Convert the rows below into a Markdown table with the columns No. and Line. Number each non-blank line in order and omit blank lines.

SUPPLIED INFORMATION —
— Begin —
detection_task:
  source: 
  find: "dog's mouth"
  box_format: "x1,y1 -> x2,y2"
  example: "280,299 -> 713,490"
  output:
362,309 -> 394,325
— End —
WRITTEN REPLY —
| No. | Line |
|---|---|
| 1 | detection_task: |
| 2 |   source:  |
| 3 |   find: "dog's mouth" |
| 4 |   box_format: "x1,y1 -> x2,y2" |
| 5 |   example: "280,299 -> 713,490" |
| 6 |   output: |
| 7 | 362,309 -> 394,325 |